Items from a dataset.
********

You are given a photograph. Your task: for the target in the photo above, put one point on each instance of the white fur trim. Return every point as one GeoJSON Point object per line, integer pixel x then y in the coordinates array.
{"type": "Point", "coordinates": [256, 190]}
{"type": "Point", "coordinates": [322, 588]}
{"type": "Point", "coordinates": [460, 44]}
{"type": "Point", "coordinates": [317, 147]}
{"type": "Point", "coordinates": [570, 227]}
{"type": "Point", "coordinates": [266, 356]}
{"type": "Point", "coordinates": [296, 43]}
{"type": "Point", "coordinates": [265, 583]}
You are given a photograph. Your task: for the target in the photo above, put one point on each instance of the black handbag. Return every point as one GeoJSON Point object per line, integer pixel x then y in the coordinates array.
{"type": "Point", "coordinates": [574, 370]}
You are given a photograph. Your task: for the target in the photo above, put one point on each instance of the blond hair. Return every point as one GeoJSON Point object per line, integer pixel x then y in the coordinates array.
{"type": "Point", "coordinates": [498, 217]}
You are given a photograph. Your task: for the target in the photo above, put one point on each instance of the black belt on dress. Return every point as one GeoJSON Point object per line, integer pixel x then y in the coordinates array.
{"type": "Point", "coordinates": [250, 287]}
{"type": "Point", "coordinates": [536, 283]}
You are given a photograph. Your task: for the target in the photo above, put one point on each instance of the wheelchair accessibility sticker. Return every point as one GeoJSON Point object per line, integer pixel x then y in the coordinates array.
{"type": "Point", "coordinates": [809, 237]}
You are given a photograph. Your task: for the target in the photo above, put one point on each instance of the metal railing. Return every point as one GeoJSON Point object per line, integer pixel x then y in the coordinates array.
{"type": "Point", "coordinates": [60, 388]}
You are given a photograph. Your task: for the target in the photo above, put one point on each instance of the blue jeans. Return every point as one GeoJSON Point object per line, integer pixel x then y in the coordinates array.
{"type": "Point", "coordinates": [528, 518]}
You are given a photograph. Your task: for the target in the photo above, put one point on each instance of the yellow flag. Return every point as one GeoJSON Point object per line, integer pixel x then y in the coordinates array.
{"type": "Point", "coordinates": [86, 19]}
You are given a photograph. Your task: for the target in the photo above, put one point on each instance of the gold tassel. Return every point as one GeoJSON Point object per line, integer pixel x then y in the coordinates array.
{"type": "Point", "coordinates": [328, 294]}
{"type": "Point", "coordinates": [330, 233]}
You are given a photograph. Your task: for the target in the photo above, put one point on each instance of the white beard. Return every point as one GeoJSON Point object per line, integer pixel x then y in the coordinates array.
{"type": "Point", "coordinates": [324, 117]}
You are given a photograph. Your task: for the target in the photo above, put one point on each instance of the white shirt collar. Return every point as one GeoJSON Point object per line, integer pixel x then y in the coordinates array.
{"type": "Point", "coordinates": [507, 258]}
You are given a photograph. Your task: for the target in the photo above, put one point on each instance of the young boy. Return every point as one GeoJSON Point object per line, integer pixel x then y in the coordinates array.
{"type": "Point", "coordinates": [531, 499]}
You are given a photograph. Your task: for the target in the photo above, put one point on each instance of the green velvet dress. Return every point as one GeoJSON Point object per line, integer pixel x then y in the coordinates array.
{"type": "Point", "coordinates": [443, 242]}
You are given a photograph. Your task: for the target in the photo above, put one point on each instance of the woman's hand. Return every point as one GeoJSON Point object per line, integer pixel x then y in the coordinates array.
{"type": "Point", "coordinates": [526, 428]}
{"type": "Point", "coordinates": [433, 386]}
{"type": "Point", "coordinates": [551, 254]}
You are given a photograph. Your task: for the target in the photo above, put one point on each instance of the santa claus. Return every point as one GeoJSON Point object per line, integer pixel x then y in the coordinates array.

********

Task prompt. Copy each line of the data above without altering a single character.

Final answer.
You are given a photograph. Your task: for the target in the photo above, put one point on each instance of the white fur trim. Return every point as one GeoJSON Point object per line, integer pixel x then y in the coordinates array.
{"type": "Point", "coordinates": [256, 190]}
{"type": "Point", "coordinates": [322, 588]}
{"type": "Point", "coordinates": [460, 44]}
{"type": "Point", "coordinates": [317, 147]}
{"type": "Point", "coordinates": [570, 227]}
{"type": "Point", "coordinates": [266, 356]}
{"type": "Point", "coordinates": [296, 43]}
{"type": "Point", "coordinates": [265, 583]}
You are given a photograph. Your task: for the target in the photo above, put one point on each instance of the black handbag. Return every point as one GeoJSON Point object per line, integer pixel x then y in the coordinates array.
{"type": "Point", "coordinates": [574, 370]}
You are given a photograph. Your task: for the target in the photo above, put one point on each instance of the blond hair. Return every point as one GeoJSON Point object per line, integer pixel x then y in the coordinates array.
{"type": "Point", "coordinates": [498, 217]}
You are given a photograph. Your task: for the target in the photo above, put one point on each instance of the black belt on dress. Return every point as one GeoJSON Point object per line, integer pixel x then y in the coordinates array.
{"type": "Point", "coordinates": [250, 287]}
{"type": "Point", "coordinates": [536, 283]}
You are given a photograph. Your task: for the target in the photo above, put one point on each instance of the wheelchair accessibility sticker. Return every point as one GeoJSON Point object per line, integer pixel x then y in the coordinates array.
{"type": "Point", "coordinates": [809, 237]}
You are given a photograph. Your task: for the target in the photo above, put one point on each instance of the metal railing. Return every point as one GeoJSON Point object per line, integer pixel x then y in the coordinates array.
{"type": "Point", "coordinates": [60, 388]}
You are given a photograph. Your task: for the target in the photo above, put one point on each instance of the blue jeans. Return every point as one GeoJSON Point object per line, integer pixel x then y in the coordinates array.
{"type": "Point", "coordinates": [528, 518]}
You are given a photograph. Your task: for the target in the photo above, put one point on each instance of the yellow flag. Return every point as one GeoJSON Point object per line, integer pixel x then y in the coordinates array.
{"type": "Point", "coordinates": [86, 19]}
You are given a photograph. Your task: for the target in the photo above, put one point on each instance of the gold tassel. Return every point as one GeoJSON Point object per line, integer pixel x then y in the coordinates array.
{"type": "Point", "coordinates": [328, 294]}
{"type": "Point", "coordinates": [330, 233]}
You are given a photograph. Your task: for the target in the photo above, put one point on each instance of the white beard. Return every point as one GeoJSON Point object per line, integer pixel x then y in the coordinates array.
{"type": "Point", "coordinates": [324, 117]}
You are given a photograph. Your task: for the target in the photo above, put one point on each instance of the white shirt collar. Return every point as one GeoJSON Point object per line, integer pixel x then y in the coordinates array.
{"type": "Point", "coordinates": [507, 258]}
You are given a photograph. Your task: for the target in the photo above, put one point on each instance of the young boy. Return every point as one GeoJSON Point object per line, integer pixel x then y in the coordinates array.
{"type": "Point", "coordinates": [531, 499]}
You are given a photograph. Your task: for the target in the photo above, put one point on each instance of the green velvet dress. Return every point as one GeoJSON Point object per line, integer pixel x then y in the coordinates array.
{"type": "Point", "coordinates": [443, 242]}
You are given a photograph. Your task: for the target in the photo above, put one point on each instance of the woman's hand. Return every point as one GeoJSON Point object per line, integer pixel x then y in the coordinates array.
{"type": "Point", "coordinates": [526, 428]}
{"type": "Point", "coordinates": [433, 386]}
{"type": "Point", "coordinates": [551, 254]}
You are given a photograph. Your task: for the target in the photo above, put one point on each instance of the santa claus. Return every point as one GeoJSON Point object per line, integer pixel x then y in the coordinates array.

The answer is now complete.